Retype the records exactly, including every line.
+--
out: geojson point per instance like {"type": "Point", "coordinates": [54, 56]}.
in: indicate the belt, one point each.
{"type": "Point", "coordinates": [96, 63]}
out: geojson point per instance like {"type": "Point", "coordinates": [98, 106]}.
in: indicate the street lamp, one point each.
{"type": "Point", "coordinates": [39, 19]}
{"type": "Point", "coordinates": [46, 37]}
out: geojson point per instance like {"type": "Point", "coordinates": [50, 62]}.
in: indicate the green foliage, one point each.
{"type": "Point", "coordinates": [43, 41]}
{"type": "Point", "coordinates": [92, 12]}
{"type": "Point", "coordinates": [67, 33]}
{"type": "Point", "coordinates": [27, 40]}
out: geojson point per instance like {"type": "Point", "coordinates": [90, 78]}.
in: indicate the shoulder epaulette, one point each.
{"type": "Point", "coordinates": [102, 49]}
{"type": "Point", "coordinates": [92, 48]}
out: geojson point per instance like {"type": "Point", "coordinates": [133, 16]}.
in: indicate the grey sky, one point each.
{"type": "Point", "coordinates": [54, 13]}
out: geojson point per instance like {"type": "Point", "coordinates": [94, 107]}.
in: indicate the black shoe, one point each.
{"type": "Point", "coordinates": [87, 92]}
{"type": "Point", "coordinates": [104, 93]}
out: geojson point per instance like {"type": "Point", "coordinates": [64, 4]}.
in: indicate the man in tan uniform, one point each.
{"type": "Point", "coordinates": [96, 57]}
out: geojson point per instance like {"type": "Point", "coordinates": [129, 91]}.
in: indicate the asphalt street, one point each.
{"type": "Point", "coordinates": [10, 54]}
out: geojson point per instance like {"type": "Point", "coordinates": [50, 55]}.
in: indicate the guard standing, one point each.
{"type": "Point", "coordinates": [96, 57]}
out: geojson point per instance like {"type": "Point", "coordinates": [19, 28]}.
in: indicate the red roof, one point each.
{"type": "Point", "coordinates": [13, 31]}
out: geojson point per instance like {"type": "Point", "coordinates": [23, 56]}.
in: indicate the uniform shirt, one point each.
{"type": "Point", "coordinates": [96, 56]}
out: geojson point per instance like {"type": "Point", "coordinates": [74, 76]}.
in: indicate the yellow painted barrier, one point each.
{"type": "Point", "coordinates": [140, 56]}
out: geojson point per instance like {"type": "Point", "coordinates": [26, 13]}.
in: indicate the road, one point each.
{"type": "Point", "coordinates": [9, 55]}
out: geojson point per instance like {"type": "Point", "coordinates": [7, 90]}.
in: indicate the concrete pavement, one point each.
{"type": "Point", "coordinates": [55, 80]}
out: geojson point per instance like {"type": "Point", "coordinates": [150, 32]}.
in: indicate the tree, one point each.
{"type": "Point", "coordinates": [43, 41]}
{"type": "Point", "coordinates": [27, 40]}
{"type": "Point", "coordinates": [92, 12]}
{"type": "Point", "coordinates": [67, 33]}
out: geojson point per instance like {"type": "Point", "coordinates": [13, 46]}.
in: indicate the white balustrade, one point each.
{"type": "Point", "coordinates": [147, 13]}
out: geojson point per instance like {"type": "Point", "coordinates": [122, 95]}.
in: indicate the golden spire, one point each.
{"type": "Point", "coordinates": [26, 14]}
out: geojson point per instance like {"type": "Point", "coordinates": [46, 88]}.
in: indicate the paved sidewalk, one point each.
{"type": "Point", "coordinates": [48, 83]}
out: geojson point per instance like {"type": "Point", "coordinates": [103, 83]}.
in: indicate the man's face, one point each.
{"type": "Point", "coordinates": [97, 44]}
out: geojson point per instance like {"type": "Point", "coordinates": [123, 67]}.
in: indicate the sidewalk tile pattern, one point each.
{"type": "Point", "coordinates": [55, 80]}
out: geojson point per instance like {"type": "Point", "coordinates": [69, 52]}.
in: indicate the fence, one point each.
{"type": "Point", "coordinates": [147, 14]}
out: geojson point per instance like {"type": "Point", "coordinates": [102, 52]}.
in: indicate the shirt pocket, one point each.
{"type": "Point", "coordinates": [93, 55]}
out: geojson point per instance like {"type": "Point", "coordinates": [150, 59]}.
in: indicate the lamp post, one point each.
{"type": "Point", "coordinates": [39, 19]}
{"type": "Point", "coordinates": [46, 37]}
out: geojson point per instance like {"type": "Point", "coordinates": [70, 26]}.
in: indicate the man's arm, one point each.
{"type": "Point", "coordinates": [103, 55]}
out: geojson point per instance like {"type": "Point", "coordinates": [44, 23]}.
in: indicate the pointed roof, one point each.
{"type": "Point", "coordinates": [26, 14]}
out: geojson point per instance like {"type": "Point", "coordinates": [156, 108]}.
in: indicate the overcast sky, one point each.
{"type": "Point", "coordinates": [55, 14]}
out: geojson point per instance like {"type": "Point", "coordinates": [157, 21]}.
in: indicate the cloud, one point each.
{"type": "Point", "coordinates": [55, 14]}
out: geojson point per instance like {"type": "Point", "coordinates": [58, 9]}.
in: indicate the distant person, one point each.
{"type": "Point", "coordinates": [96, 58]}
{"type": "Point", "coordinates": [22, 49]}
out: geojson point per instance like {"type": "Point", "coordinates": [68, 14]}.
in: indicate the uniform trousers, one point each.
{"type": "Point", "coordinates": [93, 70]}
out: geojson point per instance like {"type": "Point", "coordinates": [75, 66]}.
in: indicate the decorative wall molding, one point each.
+--
*PROBLEM SOLUTION*.
out: geojson point per instance like {"type": "Point", "coordinates": [54, 56]}.
in: indicate the belt, one point each.
{"type": "Point", "coordinates": [96, 63]}
out: geojson point per instance like {"type": "Point", "coordinates": [98, 106]}.
in: indicate the street lamp, one point each.
{"type": "Point", "coordinates": [39, 19]}
{"type": "Point", "coordinates": [46, 37]}
out: geojson point per instance like {"type": "Point", "coordinates": [50, 62]}.
in: indicate the green foliage, one point each.
{"type": "Point", "coordinates": [43, 41]}
{"type": "Point", "coordinates": [92, 12]}
{"type": "Point", "coordinates": [67, 33]}
{"type": "Point", "coordinates": [27, 40]}
out: geojson point per instance like {"type": "Point", "coordinates": [90, 78]}.
in: indicate the shoulder epaulette, one point each.
{"type": "Point", "coordinates": [102, 49]}
{"type": "Point", "coordinates": [92, 48]}
out: geojson point per instance like {"type": "Point", "coordinates": [133, 16]}.
in: indicate the grey sky, one point each.
{"type": "Point", "coordinates": [54, 13]}
out: geojson point per instance like {"type": "Point", "coordinates": [94, 107]}.
in: indicate the black shoe, one point each.
{"type": "Point", "coordinates": [87, 92]}
{"type": "Point", "coordinates": [104, 93]}
out: geojson point per instance like {"type": "Point", "coordinates": [64, 4]}.
in: indicate the man in tan uniform, one point each.
{"type": "Point", "coordinates": [96, 57]}
out: geojson point per instance like {"type": "Point", "coordinates": [129, 91]}.
in: indicate the asphalt street, one point each.
{"type": "Point", "coordinates": [10, 54]}
out: geojson point per instance like {"type": "Point", "coordinates": [50, 55]}.
in: indicate the guard standing, one point each.
{"type": "Point", "coordinates": [96, 57]}
out: geojson point per instance like {"type": "Point", "coordinates": [19, 28]}.
in: indicate the red roof, one point each.
{"type": "Point", "coordinates": [13, 31]}
out: geojson point per instance like {"type": "Point", "coordinates": [23, 56]}.
in: indicate the uniform shirt, one point each.
{"type": "Point", "coordinates": [96, 56]}
out: geojson point per instance like {"type": "Point", "coordinates": [74, 76]}.
in: indicate the yellow painted barrier, one point each.
{"type": "Point", "coordinates": [140, 56]}
out: geojson point per instance like {"type": "Point", "coordinates": [26, 13]}.
in: indicate the road, one point each.
{"type": "Point", "coordinates": [9, 55]}
out: geojson point per instance like {"type": "Point", "coordinates": [7, 90]}.
in: indicate the concrete pavement, one point each.
{"type": "Point", "coordinates": [55, 80]}
out: geojson point per instance like {"type": "Point", "coordinates": [150, 32]}.
in: indicate the tree, one point each.
{"type": "Point", "coordinates": [43, 41]}
{"type": "Point", "coordinates": [27, 40]}
{"type": "Point", "coordinates": [92, 12]}
{"type": "Point", "coordinates": [67, 33]}
out: geojson point per instance like {"type": "Point", "coordinates": [13, 46]}.
in: indicate the white balustrade, one point each.
{"type": "Point", "coordinates": [147, 13]}
out: geojson point per instance like {"type": "Point", "coordinates": [122, 95]}.
in: indicate the golden spire, one point each.
{"type": "Point", "coordinates": [26, 14]}
out: geojson point per instance like {"type": "Point", "coordinates": [46, 88]}.
in: indicate the paved sidewalk, one point each.
{"type": "Point", "coordinates": [48, 83]}
out: geojson point per instance like {"type": "Point", "coordinates": [103, 83]}.
in: indicate the man's face, one point each.
{"type": "Point", "coordinates": [97, 44]}
out: geojson point per instance like {"type": "Point", "coordinates": [123, 67]}.
in: indicate the sidewalk tile pattern, one point each.
{"type": "Point", "coordinates": [55, 80]}
out: geojson point per instance like {"type": "Point", "coordinates": [69, 52]}.
in: indicate the fence, one point each.
{"type": "Point", "coordinates": [147, 14]}
out: geojson point per instance like {"type": "Point", "coordinates": [102, 52]}.
in: indicate the shirt pocket, one point each.
{"type": "Point", "coordinates": [93, 55]}
out: geojson point per instance like {"type": "Point", "coordinates": [150, 59]}.
in: indicate the lamp post, one point each.
{"type": "Point", "coordinates": [39, 19]}
{"type": "Point", "coordinates": [46, 37]}
out: geojson point per instance like {"type": "Point", "coordinates": [70, 26]}.
in: indicate the man's arm, one point each.
{"type": "Point", "coordinates": [103, 55]}
out: geojson point per instance like {"type": "Point", "coordinates": [44, 23]}.
in: indicate the pointed roof, one point each.
{"type": "Point", "coordinates": [26, 14]}
out: geojson point per instance like {"type": "Point", "coordinates": [156, 108]}.
in: indicate the overcast sky, one point each.
{"type": "Point", "coordinates": [55, 14]}
out: geojson point per instance like {"type": "Point", "coordinates": [157, 21]}.
in: indicate the cloud, one point each.
{"type": "Point", "coordinates": [55, 14]}
out: geojson point per instance like {"type": "Point", "coordinates": [58, 9]}.
in: indicate the distant person, one point each.
{"type": "Point", "coordinates": [96, 58]}
{"type": "Point", "coordinates": [22, 49]}
out: geojson point per instance like {"type": "Point", "coordinates": [68, 14]}.
in: indicate the uniform trousers, one point each.
{"type": "Point", "coordinates": [93, 70]}
out: geojson point per instance like {"type": "Point", "coordinates": [75, 66]}.
in: indicate the decorative wall molding, one point each.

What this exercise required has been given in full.